# [题目]
请把从记录开头到含有“x=398, y=156”的那一行为止（含这一行）的记录重新写出，把其中的“car side mirror”一律改称“car wing mirror”，其他地方保持不变。

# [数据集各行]
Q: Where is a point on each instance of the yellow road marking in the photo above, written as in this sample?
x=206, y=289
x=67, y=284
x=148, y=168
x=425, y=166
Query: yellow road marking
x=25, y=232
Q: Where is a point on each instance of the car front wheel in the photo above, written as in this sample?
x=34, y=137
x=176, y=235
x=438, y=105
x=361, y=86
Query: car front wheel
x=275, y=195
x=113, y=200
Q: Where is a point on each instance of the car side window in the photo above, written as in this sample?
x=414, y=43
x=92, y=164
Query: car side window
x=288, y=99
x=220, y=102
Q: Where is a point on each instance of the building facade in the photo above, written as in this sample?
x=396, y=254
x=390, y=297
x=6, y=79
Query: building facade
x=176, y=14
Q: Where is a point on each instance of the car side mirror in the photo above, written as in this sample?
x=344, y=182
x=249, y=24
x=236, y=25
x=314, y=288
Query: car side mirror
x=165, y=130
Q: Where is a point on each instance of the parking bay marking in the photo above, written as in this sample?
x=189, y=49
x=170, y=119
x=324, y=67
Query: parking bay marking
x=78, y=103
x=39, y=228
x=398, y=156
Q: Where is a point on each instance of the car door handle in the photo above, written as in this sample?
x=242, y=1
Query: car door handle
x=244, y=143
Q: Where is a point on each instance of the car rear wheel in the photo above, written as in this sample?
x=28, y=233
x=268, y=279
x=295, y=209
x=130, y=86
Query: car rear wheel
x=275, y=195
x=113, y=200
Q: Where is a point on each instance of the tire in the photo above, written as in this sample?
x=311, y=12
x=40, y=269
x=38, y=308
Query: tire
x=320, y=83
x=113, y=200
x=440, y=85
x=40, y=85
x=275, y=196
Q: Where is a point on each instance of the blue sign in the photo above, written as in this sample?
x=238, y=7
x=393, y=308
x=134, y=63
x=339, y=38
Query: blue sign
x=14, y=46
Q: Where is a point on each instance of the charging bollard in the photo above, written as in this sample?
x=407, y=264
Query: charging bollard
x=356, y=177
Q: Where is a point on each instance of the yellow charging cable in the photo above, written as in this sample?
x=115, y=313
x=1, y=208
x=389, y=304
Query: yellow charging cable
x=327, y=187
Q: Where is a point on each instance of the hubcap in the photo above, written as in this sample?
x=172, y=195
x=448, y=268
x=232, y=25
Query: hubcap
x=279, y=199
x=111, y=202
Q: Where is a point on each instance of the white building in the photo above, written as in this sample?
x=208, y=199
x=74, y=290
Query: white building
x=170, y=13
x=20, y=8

# [参考答案]
Q: Where is a point on each instance of the yellow road marking in the photo above, written as in this sample?
x=206, y=289
x=67, y=284
x=148, y=168
x=425, y=166
Query: yellow road marking
x=25, y=232
Q: Where is a point on each instance of the car front wheel in the photo above, written as in this sample?
x=34, y=137
x=176, y=235
x=438, y=105
x=361, y=86
Query: car front wheel
x=275, y=195
x=113, y=200
Q: Where is a point on each instance of the car side window in the photo above, written as in this sample?
x=414, y=43
x=92, y=164
Query: car side window
x=288, y=99
x=220, y=102
Q: Where is a point on each instance of the building facade in the photo above, written as in this sample?
x=396, y=254
x=390, y=297
x=6, y=79
Query: building facade
x=176, y=14
Q: Where is a point on each instance of the car wing mirror in the photo above, written as in this sample?
x=344, y=182
x=249, y=24
x=236, y=25
x=314, y=288
Query: car wing mirror
x=165, y=130
Q: Where is a point on each instance of the parking bay marking in the photo above, written as in this sample?
x=189, y=49
x=170, y=119
x=324, y=67
Query: parking bay marking
x=78, y=103
x=39, y=228
x=398, y=156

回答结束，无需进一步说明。